◆ Your instructions
Find each line in the records below that contains the string "feather", and copy every such line in full. The match is case-sensitive.

----------------

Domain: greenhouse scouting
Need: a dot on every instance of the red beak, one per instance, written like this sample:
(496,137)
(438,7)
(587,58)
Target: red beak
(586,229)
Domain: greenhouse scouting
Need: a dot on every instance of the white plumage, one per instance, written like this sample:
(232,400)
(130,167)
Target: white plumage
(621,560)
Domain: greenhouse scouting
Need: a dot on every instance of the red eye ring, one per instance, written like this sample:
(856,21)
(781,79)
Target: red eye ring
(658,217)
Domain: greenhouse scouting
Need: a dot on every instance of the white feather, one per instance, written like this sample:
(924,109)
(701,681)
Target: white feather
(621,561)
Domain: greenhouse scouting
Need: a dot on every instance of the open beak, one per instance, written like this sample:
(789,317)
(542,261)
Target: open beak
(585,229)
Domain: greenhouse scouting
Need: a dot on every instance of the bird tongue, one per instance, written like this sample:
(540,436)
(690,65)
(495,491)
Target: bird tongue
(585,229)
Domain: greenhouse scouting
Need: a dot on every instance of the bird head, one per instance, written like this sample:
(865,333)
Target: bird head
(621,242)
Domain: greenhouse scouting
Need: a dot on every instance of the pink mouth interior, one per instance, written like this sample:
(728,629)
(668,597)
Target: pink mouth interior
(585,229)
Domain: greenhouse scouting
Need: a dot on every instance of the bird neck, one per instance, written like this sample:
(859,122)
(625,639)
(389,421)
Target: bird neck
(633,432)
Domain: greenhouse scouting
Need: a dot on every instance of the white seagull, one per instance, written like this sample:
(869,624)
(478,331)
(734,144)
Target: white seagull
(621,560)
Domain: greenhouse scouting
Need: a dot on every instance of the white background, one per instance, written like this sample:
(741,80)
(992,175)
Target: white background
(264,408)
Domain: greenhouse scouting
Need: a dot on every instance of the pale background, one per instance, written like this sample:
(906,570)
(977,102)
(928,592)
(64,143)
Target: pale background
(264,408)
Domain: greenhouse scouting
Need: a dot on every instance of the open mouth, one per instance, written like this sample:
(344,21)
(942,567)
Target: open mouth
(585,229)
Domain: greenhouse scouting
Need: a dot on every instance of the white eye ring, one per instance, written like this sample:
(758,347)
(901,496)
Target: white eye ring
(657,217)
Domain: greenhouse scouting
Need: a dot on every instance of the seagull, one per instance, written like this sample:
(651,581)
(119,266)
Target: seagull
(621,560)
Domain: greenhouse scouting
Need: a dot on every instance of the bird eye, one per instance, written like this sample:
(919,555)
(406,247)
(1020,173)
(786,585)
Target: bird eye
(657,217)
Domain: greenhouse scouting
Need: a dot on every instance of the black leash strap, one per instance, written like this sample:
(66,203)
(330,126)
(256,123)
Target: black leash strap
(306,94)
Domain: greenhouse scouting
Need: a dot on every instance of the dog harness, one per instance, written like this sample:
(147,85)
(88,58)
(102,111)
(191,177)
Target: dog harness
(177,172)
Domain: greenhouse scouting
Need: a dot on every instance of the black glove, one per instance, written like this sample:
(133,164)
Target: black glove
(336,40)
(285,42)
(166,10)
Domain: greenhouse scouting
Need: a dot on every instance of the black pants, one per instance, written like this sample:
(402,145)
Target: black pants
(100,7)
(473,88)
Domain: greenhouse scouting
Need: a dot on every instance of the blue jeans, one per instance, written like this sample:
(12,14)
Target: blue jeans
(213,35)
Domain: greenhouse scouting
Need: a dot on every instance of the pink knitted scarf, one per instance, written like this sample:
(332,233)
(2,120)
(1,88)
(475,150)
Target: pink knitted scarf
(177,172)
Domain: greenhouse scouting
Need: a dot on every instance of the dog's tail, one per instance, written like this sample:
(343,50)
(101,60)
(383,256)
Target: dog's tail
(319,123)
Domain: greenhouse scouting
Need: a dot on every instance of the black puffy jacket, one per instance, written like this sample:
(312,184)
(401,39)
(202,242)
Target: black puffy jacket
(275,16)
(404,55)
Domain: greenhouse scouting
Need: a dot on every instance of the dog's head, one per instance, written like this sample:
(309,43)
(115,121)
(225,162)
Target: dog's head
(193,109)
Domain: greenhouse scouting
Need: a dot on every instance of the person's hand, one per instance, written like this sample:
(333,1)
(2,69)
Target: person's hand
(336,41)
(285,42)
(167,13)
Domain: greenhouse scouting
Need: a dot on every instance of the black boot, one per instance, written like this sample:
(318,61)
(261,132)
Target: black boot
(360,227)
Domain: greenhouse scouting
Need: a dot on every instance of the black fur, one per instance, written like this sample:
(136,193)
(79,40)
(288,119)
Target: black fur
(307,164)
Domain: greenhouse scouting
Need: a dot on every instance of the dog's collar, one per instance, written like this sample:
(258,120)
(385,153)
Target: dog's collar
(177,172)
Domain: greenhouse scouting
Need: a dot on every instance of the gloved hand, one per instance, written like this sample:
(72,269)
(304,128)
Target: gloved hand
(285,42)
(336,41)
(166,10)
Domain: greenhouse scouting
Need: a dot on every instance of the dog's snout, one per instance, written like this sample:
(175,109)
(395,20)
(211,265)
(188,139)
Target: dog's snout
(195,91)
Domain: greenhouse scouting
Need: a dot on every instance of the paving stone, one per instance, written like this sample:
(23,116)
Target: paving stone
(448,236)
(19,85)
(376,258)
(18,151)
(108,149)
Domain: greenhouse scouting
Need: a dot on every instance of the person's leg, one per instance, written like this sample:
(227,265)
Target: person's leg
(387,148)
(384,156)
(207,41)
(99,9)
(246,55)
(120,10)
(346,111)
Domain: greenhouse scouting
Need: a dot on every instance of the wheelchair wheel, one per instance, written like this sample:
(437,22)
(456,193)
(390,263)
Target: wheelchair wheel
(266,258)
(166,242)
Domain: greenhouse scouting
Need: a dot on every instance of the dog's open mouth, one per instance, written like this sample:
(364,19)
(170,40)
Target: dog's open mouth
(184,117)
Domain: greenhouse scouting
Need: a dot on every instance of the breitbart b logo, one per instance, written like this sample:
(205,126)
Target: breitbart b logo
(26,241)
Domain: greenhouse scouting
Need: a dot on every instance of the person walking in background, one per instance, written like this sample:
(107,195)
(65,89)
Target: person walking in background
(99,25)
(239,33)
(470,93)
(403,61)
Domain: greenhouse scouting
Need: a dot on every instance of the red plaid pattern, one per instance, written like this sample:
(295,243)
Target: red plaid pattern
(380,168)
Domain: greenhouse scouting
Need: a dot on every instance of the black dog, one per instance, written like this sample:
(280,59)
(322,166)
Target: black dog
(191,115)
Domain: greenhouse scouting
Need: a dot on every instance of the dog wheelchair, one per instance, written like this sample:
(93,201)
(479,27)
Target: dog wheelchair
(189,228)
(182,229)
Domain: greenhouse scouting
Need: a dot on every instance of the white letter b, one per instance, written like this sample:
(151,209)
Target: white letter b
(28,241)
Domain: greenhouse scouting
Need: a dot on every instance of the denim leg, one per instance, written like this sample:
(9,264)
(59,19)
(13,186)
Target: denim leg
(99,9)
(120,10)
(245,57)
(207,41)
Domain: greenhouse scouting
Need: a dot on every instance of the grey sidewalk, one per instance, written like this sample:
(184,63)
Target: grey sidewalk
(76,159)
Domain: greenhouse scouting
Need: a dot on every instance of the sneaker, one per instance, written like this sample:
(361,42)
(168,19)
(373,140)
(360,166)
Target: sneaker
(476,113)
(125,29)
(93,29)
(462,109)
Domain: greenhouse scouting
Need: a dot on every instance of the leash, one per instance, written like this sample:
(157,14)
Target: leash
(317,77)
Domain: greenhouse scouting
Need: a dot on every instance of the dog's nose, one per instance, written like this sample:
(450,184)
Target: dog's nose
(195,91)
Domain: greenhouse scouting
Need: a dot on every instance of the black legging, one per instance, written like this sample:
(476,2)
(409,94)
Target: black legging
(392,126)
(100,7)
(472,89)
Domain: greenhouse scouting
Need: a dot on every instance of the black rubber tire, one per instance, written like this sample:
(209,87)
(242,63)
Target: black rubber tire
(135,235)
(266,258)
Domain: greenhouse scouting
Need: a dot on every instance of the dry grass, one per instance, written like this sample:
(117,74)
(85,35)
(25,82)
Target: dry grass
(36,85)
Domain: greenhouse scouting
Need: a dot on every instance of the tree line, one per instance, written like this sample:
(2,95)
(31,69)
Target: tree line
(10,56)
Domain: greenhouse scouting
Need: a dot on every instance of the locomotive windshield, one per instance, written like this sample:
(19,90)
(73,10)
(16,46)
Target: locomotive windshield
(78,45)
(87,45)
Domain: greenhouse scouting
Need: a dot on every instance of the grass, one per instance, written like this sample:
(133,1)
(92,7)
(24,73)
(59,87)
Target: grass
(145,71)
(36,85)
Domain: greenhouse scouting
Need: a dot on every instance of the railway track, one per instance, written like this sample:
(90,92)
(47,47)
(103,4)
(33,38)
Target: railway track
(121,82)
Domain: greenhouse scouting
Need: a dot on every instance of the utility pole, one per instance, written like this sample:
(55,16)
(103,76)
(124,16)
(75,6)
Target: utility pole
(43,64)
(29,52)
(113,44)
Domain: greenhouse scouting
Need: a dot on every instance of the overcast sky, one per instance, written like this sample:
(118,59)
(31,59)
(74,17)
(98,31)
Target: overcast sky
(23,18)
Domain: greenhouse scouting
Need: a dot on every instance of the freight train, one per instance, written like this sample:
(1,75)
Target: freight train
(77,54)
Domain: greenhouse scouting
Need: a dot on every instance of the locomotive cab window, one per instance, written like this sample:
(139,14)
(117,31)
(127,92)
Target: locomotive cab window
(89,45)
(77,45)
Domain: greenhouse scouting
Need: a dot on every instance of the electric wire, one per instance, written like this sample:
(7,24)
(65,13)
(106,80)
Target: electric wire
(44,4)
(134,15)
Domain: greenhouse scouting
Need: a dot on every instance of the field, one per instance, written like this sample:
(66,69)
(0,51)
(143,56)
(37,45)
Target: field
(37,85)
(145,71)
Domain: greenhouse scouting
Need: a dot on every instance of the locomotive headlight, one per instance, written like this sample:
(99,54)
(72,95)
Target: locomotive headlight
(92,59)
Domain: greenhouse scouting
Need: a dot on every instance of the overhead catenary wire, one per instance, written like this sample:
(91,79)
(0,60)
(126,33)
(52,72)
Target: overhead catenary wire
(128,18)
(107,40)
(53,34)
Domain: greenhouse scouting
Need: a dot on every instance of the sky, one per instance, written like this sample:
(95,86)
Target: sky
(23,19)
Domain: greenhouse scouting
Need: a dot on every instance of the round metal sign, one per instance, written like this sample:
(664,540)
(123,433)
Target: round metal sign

----------------

◆ Task answer
Need: a dot on every instance of the white feather, one per instance, written like this sample:
Target: white feather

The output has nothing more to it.